▸ **What is asked**:
Convert every line of the records below into a JSON array of strings, one string per line, omitting any blank lines.

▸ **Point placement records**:

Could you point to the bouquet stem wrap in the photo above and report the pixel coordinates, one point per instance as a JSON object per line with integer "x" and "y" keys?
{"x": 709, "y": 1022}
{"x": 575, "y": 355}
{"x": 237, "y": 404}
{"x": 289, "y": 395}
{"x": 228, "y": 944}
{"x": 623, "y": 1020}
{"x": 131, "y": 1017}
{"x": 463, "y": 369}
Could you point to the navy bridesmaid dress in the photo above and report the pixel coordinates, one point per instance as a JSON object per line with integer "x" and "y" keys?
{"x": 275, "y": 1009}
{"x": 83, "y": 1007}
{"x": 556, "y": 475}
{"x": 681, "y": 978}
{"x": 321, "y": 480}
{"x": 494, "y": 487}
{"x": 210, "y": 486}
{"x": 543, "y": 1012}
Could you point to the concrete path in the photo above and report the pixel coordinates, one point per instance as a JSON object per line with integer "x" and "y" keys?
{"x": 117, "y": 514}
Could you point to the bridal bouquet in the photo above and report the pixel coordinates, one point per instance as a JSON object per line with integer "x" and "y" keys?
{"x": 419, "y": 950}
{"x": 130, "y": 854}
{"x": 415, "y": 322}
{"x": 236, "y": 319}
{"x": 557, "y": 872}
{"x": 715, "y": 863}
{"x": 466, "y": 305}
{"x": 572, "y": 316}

▸ **Completed task**:
[
  "Could you point to the bouquet stem wrap in the photo above and report the pixel coordinates, one point per instance as a JSON object per line with integer \"x\" and \"y\" keys?",
  "{\"x\": 709, \"y\": 1022}",
  "{\"x\": 575, \"y\": 355}",
  "{\"x\": 237, \"y\": 404}",
  "{\"x\": 289, \"y\": 395}",
  "{\"x\": 228, \"y\": 944}",
  "{\"x\": 623, \"y\": 1020}",
  "{\"x\": 131, \"y\": 1017}",
  "{\"x\": 463, \"y\": 369}",
  "Could you point to the navy bridesmaid dress in the photo above and report the pixel coordinates, one point per instance as a JSON object per line with integer \"x\" and \"y\" keys?",
  "{\"x\": 275, \"y\": 1009}",
  "{\"x\": 83, \"y\": 1007}",
  "{\"x\": 556, \"y\": 475}",
  "{\"x\": 681, \"y\": 978}",
  "{\"x\": 321, \"y\": 480}",
  "{\"x\": 494, \"y\": 487}",
  "{\"x\": 210, \"y\": 486}",
  "{\"x\": 543, \"y\": 1012}",
  "Could you point to the concrete path in the photo above and report the pixel coordinates, one point per instance as a JSON object per line with integer \"x\" and \"y\" keys?",
  "{\"x\": 117, \"y\": 514}",
  "Could you point to the bridal bouquet in the photo above and report the pixel coordinates, one point per instance as a JSON object per line with integer \"x\" and \"y\" keys?",
  "{\"x\": 419, \"y\": 950}",
  "{\"x\": 130, \"y\": 854}",
  "{\"x\": 415, \"y\": 322}",
  "{\"x\": 236, \"y\": 319}",
  "{\"x\": 557, \"y\": 872}",
  "{\"x\": 715, \"y\": 863}",
  "{\"x\": 466, \"y\": 305}",
  "{\"x\": 572, \"y\": 316}"
]